**Excerpt to read**

————

В Чт, 15/03/2018 в 15:59 +0000, Dmitry Pavlov пишет:
> I see now. Thank you.
> 
> Nikolay, could you please merge this change?
> 
> чт, 15 мар. 2018 г. в 18:48, Vyacheslav Daradur <da...@gmail.com>:
> 
> > In brief:
> > Nodes in *separate* JVMs are shutting down by the computing task
> > *StopGridTask* which has sent from *local* JVM *synchronously* that
> > means *local* node must wait for task's finish.
> > 
> > At the same time when a node in *separate* JVM executes the received
> > *StopGridTask* which *synchronously* calls *G.stop(igniteInstanceName,
> > FALSE)* which is waiting for all computing task's finish, including
> > *StopGridTask* which has invoked it.
> > 
> > We have some kind of deadlock:
> > *Local* node is waiting for the computing task's finish which is
> > waiting for finish of execution *G.stop* which is waiting for all
> > computing tasks finish including *StopGridTask*.
> > 
> > We have not noticed that before because we use only stopAllGrids() in
> > out tests which stop local JVM without waiting for nodes in other
> > JVMs.
> > 
> > 
> > 
> > On Thu, Mar 15, 2018 at 6:11 PM, Dmitry Pavlov <dp...@gmail.com>
> > wrote:
> > > Please address comments in PR.
> > > 
> > > I did not fully understood why sync GridStopMessage message was lost, but
> > > async will be successfull. Probably we need discuss it briefly.
> > > 
> > > чт, 1 мар. 2018 г. в 12:11, Vyacheslav Daradur <da...@gmail.com>:
> > > > 
> > > > Thank you, Dmitry!
> > > > 
> > > > I'll join this review soon.
> > > > 
> > > > On Thu, Mar 1, 2018 at 12:07 PM, Dmitry Pavlov <dp...@gmail.com>
> > > > wrote:
> > > > > Hi Vyacheslav,
> > > > > 
> > > > > I will take a look, but first of all I am going to review
> > > > > https://reviews.ignite.apache.org/ignite/review/IGNT-CR-502  - it is
> > > > > impact
> > > > > change in testing framework. Hope you also will join to this review .
> > > > > 
> > > > > Sincerely,
> > > > > Dmitiry Pavlov
> > > > > 
> > > > > 
> > > > > чт, 1 мар. 2018 г. в 11:13, Vyacheslav Daradur <da...@gmail.com>:
> > > > > > 
> > > > > > Hi, Dmitry, could you please review it, because you are one of the
> > > > > > most experienced people in the testing framework.
> > > > > > 
> > > > > > Please see comment in Jira, because it is in pretty-format there.
> > > > > > 
> > > > > > On Thu, Feb 22, 2018 at 11:56 AM, Vyacheslav Daradur
> > > > > > <da...@gmail.com> wrote:
> > > > > > > Hi Igniters!
> > > > > > > 
> > > > > > > I have investigated the issue [1] and found that stopping node in
> > > > > > > separate JVM may stuck thread or leave system process alive after
> > > > > > > test
> > > > > > > finished.
> > > > > > > The main reason is *StopGridTask* that we send from node in local
> > 
> > JVM
> > > > > > > to node in separate JVM via remote computing.

————

**Required work**
Reproduce everything in the thread on stopping nodes in separate JVMs from "В Чт, 15/03/2018" down to "for task's finish.", copying it word for word.

**Available data**

————

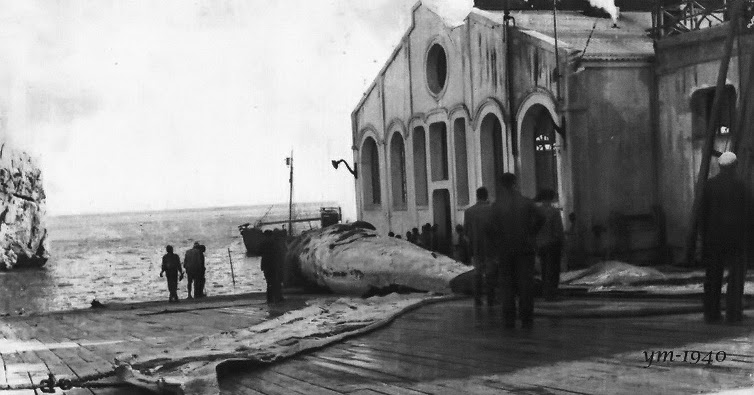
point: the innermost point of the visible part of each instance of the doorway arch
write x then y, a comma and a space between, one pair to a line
538, 159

————

**Correct result**
В Чт, 15/03/2018 в 15:59 +0000, Dmitry Pavlov пишет:
> I see now. Thank you.
> 
> Nikolay, could you please merge this change?
> 
> чт, 15 мар. 2018 г. в 18:48, Vyacheslav Daradur <da...@gmail.com>:
> 
> > In brief:
> > Nodes in *separate* JVMs are shutting down by the computing task
> > *StopGridTask* which has sent from *local* JVM *synchronously* that
> > means *local* node must wait for task's finish.